Text passage »
Shumlin said as governor, whenever he had a tough assignment, "My first call was always to ask Martha to do it. She knew how to build consensus and bring people from all walks of life together around an idea. But she also knew when the time was right to drive it through. That wasn't always pretty ... but it sure was effective."

Rep. Peter Welch, D-Vermont, said O'Connor had an extraordinary record of service to her community and the state.

"Her life was marked by an unwavering commitment to improving the lives of young Vermonters through education," he said. "She was persistent, fierce and fearless when it came to ensuring access to a high quality public education. Her work touched the lives of countless children. But what I remember most about Martha was her deep devotion to and love of her beloved husband, Tim, her kids and grandkids. She will be sorely missed. Paraphrasing the old Irish blessing, may God hold her gently in the palm of his hand."

The former Martha Elizabeth Hannum was born April 26, 1937, in Brattleboro, daughter of David and Rhona (Patterson) Hannum of Putney.

During her lifetime she was selected as Citizen of the Year by both the Brattleboro Area and Vermont Chambers of Commerce and most recently received the Vermont State Colleges System Board of Trustees Award for Extraordinary Contribution, which noted "Martha's passion for public education and the betterment of Vermont is reflected in a life of advocacy and service." She is set to be honored by the New England Board of Higher Education with its Vermont Excellence Award Sept. 26 in Woodstock.

Former Select Board Chairman Dick Degray said because she had a number of well-cultivated connections in Montpelier, her service to the town was invaluable.

"We had meetings with people that would have been more difficult to get had she not been making the phone calls," he said. "She was a strong advocate for the town of Brattleboro. I admired her tenacity and her love of our community.

Degray noted that O'Connor was instrumental in bringing both the Community College of Vermont and Vermont Technical College to the Brooks House in downtown Brattleboro.

"She knew how to get things done," he said. "She was a critical player in getting that building revitalized. I don't think it would've happened without her. "

Craig Miskovich, who founded a development company with Bob Stevens to revitalize the Brooks House, said the community owes O'Connor a debt that can never be fully repaid.

"Martha was simultaneously a believer in, and an example of, Vermont exceptionalism, and she was an indefatigable advocate for Brattleboro," he said. "Without her guidance and support the Brooks House restoration — and countless other civic projects — would not have succeeded."

Sen. Jeanette White, D-Windham, said she first met O'Connor when she moved to the area in the early 1970s.

"I was volunteering on McGovern's campaign and met a lot of old Democrats back then," said White. "She brought a lot to this county, this town, but really the entire state," she said.

She said that even while the O'Connors campaigned for former governor Douglas, Martha O'Connor wasn't afraid to speak her mind to the Legislature against a proposal by Douglas concerning the transfer of the Vermont Lottery to a Wall Street firm.

"She made it clear: she disagreed and it was not a good idea, but she wasn't nasty about it, she just let us know," White said. The proposal failed.

"I know this sounds sexist, but I think she was the woman behind the man. She was right there with Tim. She was strong, and he was the one out there in the front. I have no doubt that her handprints, fingerprints, was on everything he did," said White.

Aim 1 » According to the tribute passage, where and on what date was Martha Elizabeth Hannum born?
The passage and the listing are unrelated to each other.

Data for this exercise »
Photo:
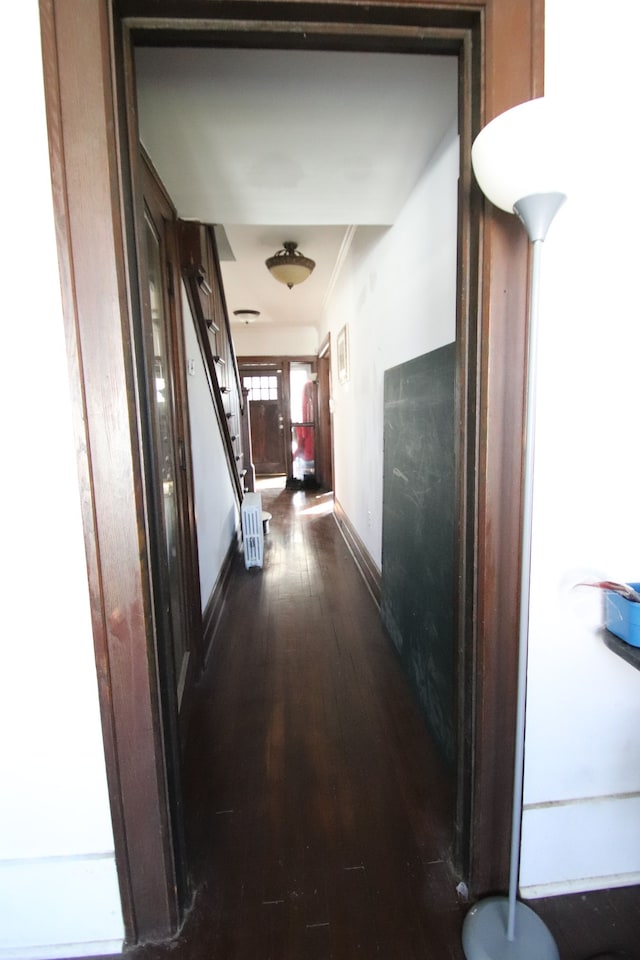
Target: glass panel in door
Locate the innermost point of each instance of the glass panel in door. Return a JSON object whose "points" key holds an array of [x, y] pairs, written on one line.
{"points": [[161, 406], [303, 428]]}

--

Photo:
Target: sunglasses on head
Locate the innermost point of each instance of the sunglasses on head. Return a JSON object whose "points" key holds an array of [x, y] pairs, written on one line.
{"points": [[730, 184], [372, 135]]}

Aim 2 » Extract every line of the listing that contains the string "panel".

Exercise answer 1 » She was born in Brattleboro on April 26, 1937.

Exercise answer 2 »
Target: glass panel in door
Locate the innermost point of each instance of the glass panel in door. Return a JSON object whose "points" key holds an array of [x, y] pairs, written on one line.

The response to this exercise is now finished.